*GIVEN PASSAGE:*
________________

A common type of composite column comprises a steel tube filled with concrete For examples of the type illustrated in the prior art, see references US-A-901,453 and US-A-4,606,167. When a composite column of this kind is erected to pass through several floors or stories of a building, the load from the floor beams can be transferred to the column through connections welded to the steel tube. These connections must be anchored effectively in the concrete in order to ensure that the concrete will also participate in taking up the load applied. This can only be achieved with difficulty. For casting reasons of a technical nature, there is a limit to the number of stories through which such columns can be extended. Consequently, it is more usual to use so-called storey-high columns, i.e. columns which extend vertically through the extent of solely one storey. Such columns are normally provided with robust base and top plates, which enable loads to be distributed between steel and concrete. One advantage with storey-high columns is that the floor beams can be extended continuously over the columns, therewith improving the load bearing capacity of the beams. One drawback with storey-high columns resides in the necessity to fit the beams with complicated devices which will enable the load exerted by an overlying column to be transmitted through the beams without subjecting the beams to compression. Furthermore, erection work is normally slower in the case of storey-high columns than in the case of columns which extend through several stories, because when using storey-high columns, it is necessary to adjust the columns vertically and laterally at each new storey, and to bolt or weld the columns to underlying beams.

________________

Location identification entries
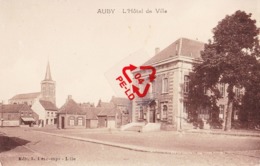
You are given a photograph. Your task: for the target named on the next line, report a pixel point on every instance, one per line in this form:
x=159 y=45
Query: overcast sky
x=83 y=45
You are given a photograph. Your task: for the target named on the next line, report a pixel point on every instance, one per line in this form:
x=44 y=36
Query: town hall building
x=166 y=102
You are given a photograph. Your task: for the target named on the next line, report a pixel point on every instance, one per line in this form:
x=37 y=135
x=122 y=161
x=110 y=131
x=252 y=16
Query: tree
x=228 y=59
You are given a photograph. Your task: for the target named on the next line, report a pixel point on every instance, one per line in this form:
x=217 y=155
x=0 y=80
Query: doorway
x=62 y=122
x=152 y=112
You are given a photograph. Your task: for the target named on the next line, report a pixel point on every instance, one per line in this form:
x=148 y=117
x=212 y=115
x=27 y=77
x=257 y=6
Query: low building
x=109 y=118
x=91 y=117
x=70 y=115
x=125 y=107
x=17 y=114
x=47 y=112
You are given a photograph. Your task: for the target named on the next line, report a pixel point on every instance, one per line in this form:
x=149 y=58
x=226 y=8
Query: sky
x=83 y=46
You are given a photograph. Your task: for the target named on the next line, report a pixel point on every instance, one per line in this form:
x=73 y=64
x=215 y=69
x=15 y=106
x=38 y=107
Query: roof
x=14 y=108
x=105 y=104
x=120 y=101
x=91 y=112
x=47 y=105
x=27 y=119
x=182 y=46
x=108 y=112
x=71 y=107
x=26 y=96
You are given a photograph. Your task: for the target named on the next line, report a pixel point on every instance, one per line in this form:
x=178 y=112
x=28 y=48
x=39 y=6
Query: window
x=141 y=113
x=221 y=111
x=176 y=48
x=165 y=85
x=238 y=92
x=222 y=89
x=71 y=121
x=164 y=112
x=80 y=121
x=185 y=110
x=186 y=84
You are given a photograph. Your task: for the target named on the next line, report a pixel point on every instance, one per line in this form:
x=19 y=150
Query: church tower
x=48 y=87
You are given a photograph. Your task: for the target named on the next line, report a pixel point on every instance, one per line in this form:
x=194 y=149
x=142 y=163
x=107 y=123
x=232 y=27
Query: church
x=42 y=103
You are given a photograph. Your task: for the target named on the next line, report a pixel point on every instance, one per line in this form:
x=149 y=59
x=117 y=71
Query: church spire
x=48 y=72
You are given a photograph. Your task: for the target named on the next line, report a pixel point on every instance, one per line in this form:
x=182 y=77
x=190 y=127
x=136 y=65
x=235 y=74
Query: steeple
x=48 y=87
x=48 y=72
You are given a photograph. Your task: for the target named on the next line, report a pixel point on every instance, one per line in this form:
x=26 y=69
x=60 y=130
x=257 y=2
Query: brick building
x=166 y=103
x=17 y=114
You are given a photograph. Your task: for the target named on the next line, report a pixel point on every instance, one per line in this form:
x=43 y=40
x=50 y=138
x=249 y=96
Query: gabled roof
x=71 y=107
x=26 y=96
x=47 y=105
x=91 y=112
x=108 y=112
x=120 y=101
x=105 y=105
x=181 y=47
x=15 y=108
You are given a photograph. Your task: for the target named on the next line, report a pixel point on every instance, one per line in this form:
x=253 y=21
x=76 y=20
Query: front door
x=87 y=123
x=152 y=113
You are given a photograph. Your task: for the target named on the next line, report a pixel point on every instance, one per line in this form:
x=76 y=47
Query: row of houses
x=165 y=105
x=42 y=113
x=108 y=115
x=39 y=109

________________

*COMPLETE THE FOLLOWING:*
1) Condense the composite column passage's paragraph that opens with "A common type of composite column" into a bulleted list that keeps its main facts.
2) Carry on the composite column passage, starting after its final sentence.

*FINAL ANSWERS:*
1)
- A common composite column is a steel tube filled with concrete. Prior-art examples are US-A-901,453 and US-A-4,606,167.
- In columns that run through several stories, floor-beam loads reach the column through connections welded to the tube. Those connections must be anchored in the concrete so that the concrete shares the load, and this is difficult to achieve.
- Technical casting limits restrict how many stories such columns can span, so storey-high columns, which extend through only one storey, are more usual.
- Storey-high columns normally have robust base and top plates that distribute loads between steel and concrete.
- Advantage: floor beams can run continuously over the columns, which improves their load-bearing capacity.
- Drawback: beams need complicated devices so that the load from an overlying column passes through them without compressing them.
- Drawback: erection is slower, because each new storey requires vertical and lateral adjustment of the columns and bolting or welding them to the beams below.

2)
An object of the present invention is to provide an improved composite column which eliminates the aforesaid drawbacks of known composite columns. The characteristic features of the inventive column are set forth in the following Claims.

The present invention is manifested in a jointing and position-fixating sleeve which facilitates the work of joining columns together and also guarantees precise positioning of the steel post within the steel tube before and when casting concrete therein. Furthermore, the sleeve provides effective static coaction between the steel post and the steel tube and the concrete cast therebetween. Because of its configuration, the sleeve also forms a support which enables a floor beam to be layed so that it continues over the column, while enabling, at the same time, the steel post of the composite column to project above the plane of the floor beam, for simple and ready connection of the column above, such as to obviate the need of complicated devices on the floor beams for transferring the vertical loads from said column above.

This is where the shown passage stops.